— SHORT PROBLEM —
Repeat every line of the entries below word for word, changing nothing.

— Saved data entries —

· · · · ·

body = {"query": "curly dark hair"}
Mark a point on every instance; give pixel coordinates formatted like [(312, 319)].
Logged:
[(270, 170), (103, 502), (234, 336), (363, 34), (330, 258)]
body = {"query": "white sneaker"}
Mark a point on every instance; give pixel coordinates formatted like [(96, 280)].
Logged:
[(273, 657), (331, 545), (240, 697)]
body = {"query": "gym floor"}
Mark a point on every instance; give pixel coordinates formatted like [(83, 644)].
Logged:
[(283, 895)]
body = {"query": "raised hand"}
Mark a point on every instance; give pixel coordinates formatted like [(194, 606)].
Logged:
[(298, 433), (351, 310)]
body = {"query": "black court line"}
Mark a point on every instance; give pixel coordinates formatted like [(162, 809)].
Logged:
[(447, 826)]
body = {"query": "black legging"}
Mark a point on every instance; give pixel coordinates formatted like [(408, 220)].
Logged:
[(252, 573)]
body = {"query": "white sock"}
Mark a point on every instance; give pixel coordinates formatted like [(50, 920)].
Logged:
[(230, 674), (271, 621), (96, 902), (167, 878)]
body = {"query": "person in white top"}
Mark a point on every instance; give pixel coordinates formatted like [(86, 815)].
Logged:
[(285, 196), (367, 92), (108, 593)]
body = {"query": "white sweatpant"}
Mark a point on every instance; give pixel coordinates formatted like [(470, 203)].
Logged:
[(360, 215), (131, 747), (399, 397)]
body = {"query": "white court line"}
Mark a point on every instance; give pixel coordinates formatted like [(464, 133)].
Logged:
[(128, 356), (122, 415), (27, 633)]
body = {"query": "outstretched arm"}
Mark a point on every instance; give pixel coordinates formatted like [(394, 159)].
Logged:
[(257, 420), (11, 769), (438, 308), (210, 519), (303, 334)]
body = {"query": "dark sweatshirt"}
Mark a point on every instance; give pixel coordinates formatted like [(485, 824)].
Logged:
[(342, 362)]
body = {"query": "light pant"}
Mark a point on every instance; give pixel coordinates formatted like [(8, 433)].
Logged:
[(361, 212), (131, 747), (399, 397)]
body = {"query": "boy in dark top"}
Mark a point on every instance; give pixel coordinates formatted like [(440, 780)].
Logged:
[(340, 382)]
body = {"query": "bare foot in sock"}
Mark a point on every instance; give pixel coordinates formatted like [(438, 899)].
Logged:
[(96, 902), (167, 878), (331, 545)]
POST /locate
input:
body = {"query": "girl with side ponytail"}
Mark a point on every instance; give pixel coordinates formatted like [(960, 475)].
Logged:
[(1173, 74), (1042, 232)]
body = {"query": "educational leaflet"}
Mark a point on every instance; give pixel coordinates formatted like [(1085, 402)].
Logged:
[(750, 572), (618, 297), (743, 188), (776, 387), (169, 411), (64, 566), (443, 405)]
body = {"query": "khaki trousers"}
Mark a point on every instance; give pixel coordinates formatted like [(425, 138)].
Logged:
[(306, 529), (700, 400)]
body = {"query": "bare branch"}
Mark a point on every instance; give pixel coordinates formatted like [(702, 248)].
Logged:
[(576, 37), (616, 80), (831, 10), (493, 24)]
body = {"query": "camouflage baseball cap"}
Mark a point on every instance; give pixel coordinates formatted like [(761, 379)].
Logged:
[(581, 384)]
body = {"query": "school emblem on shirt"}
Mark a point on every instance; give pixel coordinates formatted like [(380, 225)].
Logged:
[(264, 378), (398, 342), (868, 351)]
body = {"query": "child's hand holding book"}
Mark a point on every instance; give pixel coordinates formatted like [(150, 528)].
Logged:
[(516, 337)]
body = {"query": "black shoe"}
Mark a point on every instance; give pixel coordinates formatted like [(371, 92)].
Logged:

· · · · ·

— EXERCISE OUTPUT —
body = {"query": "curly dark hair"}
Mark a point on every instance; give pixel coordinates formatted like [(312, 319)].
Logged:
[(270, 170), (103, 502), (234, 336), (363, 34), (330, 258)]
body = {"query": "white sneaker"}
Mark a point on every instance; give pixel coordinates formatted like [(96, 280)].
Logged:
[(273, 657), (331, 545), (240, 697)]
body = {"query": "gym floor"}
Mark a point on every instance; give pixel coordinates formatted like [(83, 644)].
Logged:
[(283, 895)]
body = {"query": "raised hand"}
Mark a point on every instance; give pixel coordinates formatted like [(194, 606)].
Logged:
[(298, 433), (351, 310)]
body = {"query": "black court line"}
Mark a point on every instance; give pixel coordinates formatted like [(162, 809)].
Logged:
[(447, 826)]
body = {"query": "black legging"}
Mark a point on every instance; give pixel coordinates formatted like [(408, 220)].
Logged:
[(252, 573)]
body = {"query": "white sock"}
Mark a point on every instance; give pixel coordinates formatted like [(50, 920)].
Logged:
[(230, 674), (271, 621), (96, 902), (167, 878)]
body = {"query": "person in white top"}
Mark a point on every instance; give pixel coordinates formatted like [(86, 815)].
Logged:
[(285, 196), (367, 92), (108, 593)]
body = {"query": "white sweatpant"}
Mark a point on every instance; give pixel coordinates formatted like [(470, 203)].
Logged:
[(360, 215), (131, 747), (399, 397)]
body = {"query": "white court line"}
Mark a point on every instance; give pixel coordinates formatted like [(464, 133)].
Logged:
[(128, 356), (122, 415), (27, 633)]
body = {"query": "outstretched arm"}
Mark a point on every instance; give pixel coordinates formatted like [(394, 159)].
Logged:
[(257, 420), (11, 769), (438, 308), (210, 519), (303, 334)]
body = {"query": "dark sweatshirt"}
Mark a point on every instance; give pixel coordinates formatted like [(485, 824)].
Logged:
[(342, 362)]
body = {"query": "light pant"}
Mark a point on every instance; give pixel coordinates formatted like [(8, 433)].
Logged:
[(361, 212), (131, 747), (399, 397)]
body = {"query": "boy in dark top"}
Mark a point on every instance; give pixel coordinates formatted like [(440, 780)].
Logged:
[(340, 382)]
body = {"query": "bare foot in sock"}
Mark a point on every instance; give pixel coordinates formatted like [(438, 899)].
Logged:
[(96, 902), (167, 878), (331, 545)]
POST /locate
input:
body = {"query": "girl with side ponytail"}
Mark a point on every instance; give pixel coordinates formatted like [(960, 475)].
Logged:
[(1173, 74), (1042, 232)]
body = {"query": "educational leaflet"}
Mark a point on every instance; give pixel coordinates formatted like [(1085, 402)].
Logged:
[(750, 572), (618, 297), (743, 188), (776, 387), (169, 411), (64, 566), (443, 405)]
body = {"query": "khaki trousers"}
Mark a point on every instance; give pixel coordinates formatted like [(425, 138)].
Logged:
[(306, 529), (700, 400)]
body = {"query": "bare branch"}
Mark a point on every instance; give pixel coordinates formatted like [(702, 248)].
Logged:
[(576, 37), (616, 80), (831, 10), (493, 24)]
body = {"query": "camouflage baseball cap"}
Mark a point on every instance; give pixel coordinates formatted like [(761, 379)].
Logged:
[(581, 384)]
body = {"query": "school emblem on shirt"}
Mark a point on every instance; give pixel coordinates formatted like [(380, 225)].
Logged:
[(264, 378), (398, 342), (868, 351)]
body = {"query": "child's hand holding book"}
Mark a point on every instance; give pixel coordinates formatted like [(150, 528)].
Logged:
[(516, 337)]
body = {"query": "black shoe"}
Mark a point on every instance; give pixel coordinates formatted like [(371, 92)].
Logged:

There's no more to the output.